Por hacer =
(1) Traduce al inglés la siguiente oración de la selección: "Aquello le cobró duro políticamente a la revolución."
(2) Extrae de los registros cada línea en la que aparezca la palabra "window".

Selección =
En
la boca, el agridulce de dos noticias. Una, dulce, el ocaso de un salvaje, Mario
Silva, personaje deleznable y sociópata que durante años a través de diversos
medios y con un lenguaje barbárico y criminal se dedicó a perpetrar con
impunidad toda suerte de delitos contra la decencia, la moral y las buenas
costumbres y, además, a crear un ambiente de linchamiento que por años habremos
de lamentar. Yo le pido a Dios que me dé vida suficiente como para ver a ese
individuo juzgado por tribunales serios y pagando años de cárcel como responde
a la gravedad de sus actos.
La
otra noticia, agria, la angustia por lo que ocurre en Globovisión, canal de
noticias al cual algunos, con pérfidas intenciones, desean convertir en una
insípida, incolora e inodora Bobovisión.
Me
invade un pálpito, una sospecha: se está escribiendo el obituario profesional
de quienes le resultamos incómodos al régimen. No es dato menor que el desguace
de Globovisión ocurra casi como elegía y epitafio al cierre de RCTV y a 34 emisoras
de radio de la cadena CNB. Aquello le cobró duro políticamente a la revolución.
Entonces –pues perversamente hábiles son- aprendieron nuevas maneras menos
onerosas de aplastarnos. Ernesto Villegas, oh insensato, es el verdugo ejecutor
de la sentencia de muerte. Si hoy él piensa que se sienta en su oficina a disfrutar
el paso de los cadáveres, acaso debería pensar que si algo hacen bien las
revoluciones es tragarse a sus hijos. Antes que revolucionario -y mucho más
importante que declararse rojo rojito- Ernesto debería recordar que es
venezolano y periodista y que esas dos condiciones le obligan a incómodos pero
muy loables compromisos adquiridos, que al ser respetados producen una
incomparable satisfacción personal y hace que uno pueda verse en el espejo y no
sentir verguenza.
Para
el momento que escribo estas líneas, varios colegas ya han salido del canal,
sea porque han sido despedidos -o cancelados sus contratos- o porque han
decidido poner su renuncia ante su decisión de no tolerar los abusos y la
imposición de censuras. O porque prefieren irse y no darles el gusto de que los
boten. Ciertamente, los excluidos le resultaban incómodos a los nuevos
propietarios del canal, unos individuos que del negocio de hacer periodismo
televisivo saben lo que yo de física cuántica y que intuyo han mantenido en
reserva sus verdaderas intenciones al comprar un canal de las características y
circunstancias de Globovisión. Si de “éxito” hablamos, ya contabilizan en su
haber gerencial la pérdida de varios cientos de miles de seguidores en twitter
y Facebook y un rechazo que se expresa a viva voz entre la audiencia. Le
seguirá una caída estrepitosa del rating y una estampida de los anunciantes,
asunto que quizás no les “quita el sueño”, persuadidos como acaso estén de que
contarán con nuevos anunciantes con tal sólo levantar el teléfono y marcar los
números de Miraflores o la Asamblea Nacional.

Listado de datos =

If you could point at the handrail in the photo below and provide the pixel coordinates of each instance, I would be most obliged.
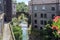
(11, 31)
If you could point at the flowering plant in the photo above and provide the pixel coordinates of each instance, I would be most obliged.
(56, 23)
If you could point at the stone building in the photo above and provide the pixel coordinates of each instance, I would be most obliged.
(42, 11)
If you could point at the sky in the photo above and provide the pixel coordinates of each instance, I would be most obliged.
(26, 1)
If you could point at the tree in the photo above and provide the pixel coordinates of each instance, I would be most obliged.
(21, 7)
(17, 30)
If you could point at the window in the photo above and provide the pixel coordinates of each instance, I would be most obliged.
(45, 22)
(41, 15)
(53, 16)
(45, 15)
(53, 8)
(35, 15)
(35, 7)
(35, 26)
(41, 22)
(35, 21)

...

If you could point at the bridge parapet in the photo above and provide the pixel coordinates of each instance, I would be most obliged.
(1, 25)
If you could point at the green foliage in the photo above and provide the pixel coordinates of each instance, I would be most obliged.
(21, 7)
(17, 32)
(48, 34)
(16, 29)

Respuestas en orden =
(1) That took a heavy political toll on the revolution.

(2)
If you could point at the window in the photo above and provide the pixel coordinates of each instance, I would be most obliged.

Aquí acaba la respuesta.